(Task description): Could you recast the listing, from its first line up to and including the line with "column 684, row 390", as a JSON list of strings, one string per line, with blank lines left out?

-- BEGIN Entries shown --

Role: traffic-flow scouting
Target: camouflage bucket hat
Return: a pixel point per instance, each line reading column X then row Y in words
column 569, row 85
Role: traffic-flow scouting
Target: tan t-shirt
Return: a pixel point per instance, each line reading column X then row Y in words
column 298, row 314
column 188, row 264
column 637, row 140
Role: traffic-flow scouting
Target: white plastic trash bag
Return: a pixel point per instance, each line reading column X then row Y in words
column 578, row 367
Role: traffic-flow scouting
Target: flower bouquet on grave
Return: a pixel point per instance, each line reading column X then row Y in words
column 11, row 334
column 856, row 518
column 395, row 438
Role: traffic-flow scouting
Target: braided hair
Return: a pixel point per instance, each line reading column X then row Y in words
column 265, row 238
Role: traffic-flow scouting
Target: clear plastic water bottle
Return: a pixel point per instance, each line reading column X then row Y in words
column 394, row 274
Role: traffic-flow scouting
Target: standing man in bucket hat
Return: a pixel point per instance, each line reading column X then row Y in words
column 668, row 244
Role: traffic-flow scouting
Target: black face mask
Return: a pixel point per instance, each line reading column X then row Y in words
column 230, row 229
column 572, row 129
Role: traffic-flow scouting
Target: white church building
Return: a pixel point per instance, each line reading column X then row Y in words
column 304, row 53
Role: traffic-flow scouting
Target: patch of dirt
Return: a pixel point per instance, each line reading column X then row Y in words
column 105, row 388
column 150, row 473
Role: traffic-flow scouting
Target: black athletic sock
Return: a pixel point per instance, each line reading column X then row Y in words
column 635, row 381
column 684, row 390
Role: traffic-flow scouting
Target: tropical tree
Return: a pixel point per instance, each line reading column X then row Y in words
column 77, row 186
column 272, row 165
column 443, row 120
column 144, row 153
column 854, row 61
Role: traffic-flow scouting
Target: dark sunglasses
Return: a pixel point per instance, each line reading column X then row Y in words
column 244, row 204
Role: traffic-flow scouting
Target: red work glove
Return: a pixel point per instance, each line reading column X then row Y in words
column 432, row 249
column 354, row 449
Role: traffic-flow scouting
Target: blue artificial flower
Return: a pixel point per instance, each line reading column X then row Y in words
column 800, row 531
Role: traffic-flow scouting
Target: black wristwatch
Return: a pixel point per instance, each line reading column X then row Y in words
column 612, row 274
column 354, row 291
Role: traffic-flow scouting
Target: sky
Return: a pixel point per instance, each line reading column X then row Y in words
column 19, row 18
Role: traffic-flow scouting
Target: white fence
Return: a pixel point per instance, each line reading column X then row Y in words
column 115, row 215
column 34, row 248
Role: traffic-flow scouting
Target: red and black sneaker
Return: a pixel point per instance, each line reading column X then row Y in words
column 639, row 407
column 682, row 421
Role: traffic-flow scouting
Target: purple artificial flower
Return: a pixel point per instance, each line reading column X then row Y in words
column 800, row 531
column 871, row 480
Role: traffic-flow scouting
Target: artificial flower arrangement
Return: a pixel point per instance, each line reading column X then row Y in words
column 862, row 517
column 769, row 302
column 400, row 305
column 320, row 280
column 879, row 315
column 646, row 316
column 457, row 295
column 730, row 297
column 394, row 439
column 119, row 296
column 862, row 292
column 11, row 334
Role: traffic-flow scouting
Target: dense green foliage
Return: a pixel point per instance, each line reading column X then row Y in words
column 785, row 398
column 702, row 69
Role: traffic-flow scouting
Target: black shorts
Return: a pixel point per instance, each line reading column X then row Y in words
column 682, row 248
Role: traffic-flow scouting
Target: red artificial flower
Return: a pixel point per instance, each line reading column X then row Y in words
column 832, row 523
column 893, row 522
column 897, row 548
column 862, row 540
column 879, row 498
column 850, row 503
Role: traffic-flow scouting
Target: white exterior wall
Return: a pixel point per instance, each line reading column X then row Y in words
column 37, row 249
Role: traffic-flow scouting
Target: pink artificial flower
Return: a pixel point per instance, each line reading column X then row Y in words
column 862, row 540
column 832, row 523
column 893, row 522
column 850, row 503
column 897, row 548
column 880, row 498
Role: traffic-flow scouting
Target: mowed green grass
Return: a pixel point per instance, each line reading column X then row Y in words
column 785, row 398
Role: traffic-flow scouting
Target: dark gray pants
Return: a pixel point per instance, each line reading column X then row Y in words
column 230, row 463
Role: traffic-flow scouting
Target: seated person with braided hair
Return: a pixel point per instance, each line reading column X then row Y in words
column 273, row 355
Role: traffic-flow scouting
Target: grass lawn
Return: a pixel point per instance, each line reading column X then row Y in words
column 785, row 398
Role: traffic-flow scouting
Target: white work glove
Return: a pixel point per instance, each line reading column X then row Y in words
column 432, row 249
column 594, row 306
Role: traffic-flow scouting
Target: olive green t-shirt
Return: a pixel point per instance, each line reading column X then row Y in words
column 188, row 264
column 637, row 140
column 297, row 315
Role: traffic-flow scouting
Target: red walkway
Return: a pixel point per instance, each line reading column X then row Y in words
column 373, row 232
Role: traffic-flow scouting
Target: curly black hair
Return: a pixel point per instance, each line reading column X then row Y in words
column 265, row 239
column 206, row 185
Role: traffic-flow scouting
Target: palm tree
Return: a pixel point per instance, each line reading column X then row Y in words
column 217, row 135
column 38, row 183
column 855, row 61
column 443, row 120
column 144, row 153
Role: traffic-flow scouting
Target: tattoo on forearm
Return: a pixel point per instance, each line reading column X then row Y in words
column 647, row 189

-- END Entries shown --

(Task response):
[
  "Role: traffic-flow scouting",
  "Target: camouflage bucket hat",
  "Return: a pixel point per instance, each line reading column X then row Y in words",
  "column 569, row 85",
  "Role: traffic-flow scouting",
  "Target: tan t-shirt",
  "Return: a pixel point per instance, each line reading column X then row Y in words",
  "column 298, row 314",
  "column 188, row 264",
  "column 637, row 140",
  "Role: traffic-flow scouting",
  "Target: white plastic trash bag",
  "Return: a pixel point per instance, each line reading column X then row Y in words",
  "column 578, row 367",
  "Role: traffic-flow scouting",
  "Target: flower bouquet on grave",
  "Return: a pixel point per instance, each line reading column X then row Y in words",
  "column 11, row 334",
  "column 856, row 518",
  "column 395, row 438",
  "Role: traffic-flow scouting",
  "Target: braided hair",
  "Return: a pixel point per instance, each line reading column X then row Y in words",
  "column 265, row 238",
  "Role: traffic-flow scouting",
  "Target: clear plastic water bottle",
  "Return: a pixel point per instance, each line reading column X then row Y in words",
  "column 394, row 274",
  "Role: traffic-flow scouting",
  "Target: standing man in bucket hat",
  "Return: a pixel point per instance, each line reading column X then row Y in words",
  "column 668, row 244",
  "Role: traffic-flow scouting",
  "Target: black face mask",
  "Return: a pixel point per instance, each line reading column X then row Y in words",
  "column 230, row 229",
  "column 572, row 129",
  "Role: traffic-flow scouting",
  "Target: white church building",
  "Return: a pixel point per instance, each line reading column X then row Y in words",
  "column 304, row 53",
  "Role: traffic-flow scouting",
  "Target: patch of dirt",
  "Return: a pixel point per instance, each line reading column X then row Y in words",
  "column 105, row 388",
  "column 150, row 473",
  "Role: traffic-flow scouting",
  "Target: black athletic sock",
  "Return: a pixel point per instance, each line reading column X then row Y in words",
  "column 635, row 381",
  "column 684, row 390"
]